The validity of our model was further evaluated using two-stage monolithic MOPA seeded by a directly modulated diode from AeroDiode providing pulses from a few nanoseconds to hundreds of nanoseconds at ∼1030 nm (see Figure 4). The repetition rate can be adjusted over a wide range up to few MHz. For the repetition rate at 100 kHz, the pulse energy, power and spectrum from the diode measured at the output of the pump combiner for the pre-amplifier are shown in Figure 5 for various set seed pulse durations. The pulse shapes are given in Figure 6 for two timescales showing there is still a pre-pulse power of few percent of the peak power present before the pulse leading edge.

Figure 4

Figure 4. The two-stage MOPA used in the experiments (iso: isolator, MFA, mode field adaptor, CPS: cladding power stripper, BPF: bandpass filter, PM: polarization maintaining fiber).

Figure 5

Figure 5. (a) Pulse energy and power and (b) spectrum from the seed diode measured at the output of the pump combiner for the pre-amplifier for various set pulse durations shown in the Figures.

Figure 6

Figure 6. Pulse shape in logarithmic vertical scale with (a) close-in and (b) zoom-out time scale from the seed diode measured at the output of the pump combiner for the pre-amplifier for various set pulse durations shown in the Figures.

[Data entries]

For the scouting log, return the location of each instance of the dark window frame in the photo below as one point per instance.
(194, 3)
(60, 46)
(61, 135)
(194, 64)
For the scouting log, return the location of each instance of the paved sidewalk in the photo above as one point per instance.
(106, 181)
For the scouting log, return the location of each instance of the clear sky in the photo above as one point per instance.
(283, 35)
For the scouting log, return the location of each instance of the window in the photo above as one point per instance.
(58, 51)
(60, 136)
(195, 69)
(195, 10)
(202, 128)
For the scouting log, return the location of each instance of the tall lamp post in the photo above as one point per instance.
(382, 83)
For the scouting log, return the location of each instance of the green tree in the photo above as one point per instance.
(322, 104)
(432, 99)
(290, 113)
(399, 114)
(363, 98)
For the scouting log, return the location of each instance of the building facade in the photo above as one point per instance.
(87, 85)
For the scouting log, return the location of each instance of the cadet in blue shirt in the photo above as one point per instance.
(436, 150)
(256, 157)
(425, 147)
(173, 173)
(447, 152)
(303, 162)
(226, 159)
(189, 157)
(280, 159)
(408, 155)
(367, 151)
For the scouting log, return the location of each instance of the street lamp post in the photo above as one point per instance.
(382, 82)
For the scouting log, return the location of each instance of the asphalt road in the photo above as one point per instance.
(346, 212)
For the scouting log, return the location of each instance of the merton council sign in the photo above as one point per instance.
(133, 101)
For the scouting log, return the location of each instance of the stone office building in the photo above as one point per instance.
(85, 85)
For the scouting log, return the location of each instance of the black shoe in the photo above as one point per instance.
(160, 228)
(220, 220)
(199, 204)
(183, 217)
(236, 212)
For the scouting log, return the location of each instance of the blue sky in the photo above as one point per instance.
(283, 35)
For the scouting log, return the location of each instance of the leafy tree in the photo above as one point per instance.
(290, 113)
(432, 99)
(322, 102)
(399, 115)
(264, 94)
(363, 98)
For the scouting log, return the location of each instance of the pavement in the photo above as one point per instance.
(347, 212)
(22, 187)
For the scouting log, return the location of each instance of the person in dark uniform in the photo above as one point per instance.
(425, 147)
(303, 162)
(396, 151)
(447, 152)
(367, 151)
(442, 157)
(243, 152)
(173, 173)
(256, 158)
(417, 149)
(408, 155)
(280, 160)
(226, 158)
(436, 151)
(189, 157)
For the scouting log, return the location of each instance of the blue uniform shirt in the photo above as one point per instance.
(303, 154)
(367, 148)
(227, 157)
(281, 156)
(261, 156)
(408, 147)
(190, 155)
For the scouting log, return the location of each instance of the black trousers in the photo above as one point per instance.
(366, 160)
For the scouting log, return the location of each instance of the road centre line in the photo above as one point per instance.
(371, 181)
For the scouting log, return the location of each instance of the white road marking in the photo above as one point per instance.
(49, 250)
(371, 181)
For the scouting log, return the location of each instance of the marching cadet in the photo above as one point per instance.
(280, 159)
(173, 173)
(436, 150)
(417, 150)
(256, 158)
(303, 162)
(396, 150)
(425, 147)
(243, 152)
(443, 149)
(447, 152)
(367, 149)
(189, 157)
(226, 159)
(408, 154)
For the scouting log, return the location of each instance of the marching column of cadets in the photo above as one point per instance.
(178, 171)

Challenge =
Copy the passage on the two-stage MOPA, starting at "The validity of" and ending at "pulse leading edge.", and rename "pre-amplifier" to "preamplifier" throughout.

Result of the task =
The validity of our model was further evaluated using two-stage monolithic MOPA seeded by a directly modulated diode from AeroDiode providing pulses from a few nanoseconds to hundreds of nanoseconds at ∼1030 nm (see Figure 4). The repetition rate can be adjusted over a wide range up to few MHz. For the repetition rate at 100 kHz, the pulse energy, power and spectrum from the diode measured at the output of the pump combiner for the preamplifier are shown in Figure 5 for various set seed pulse durations. The pulse shapes are given in Figure 6 for two timescales showing there is still a pre-pulse power of few percent of the peak power present before the pulse leading edge.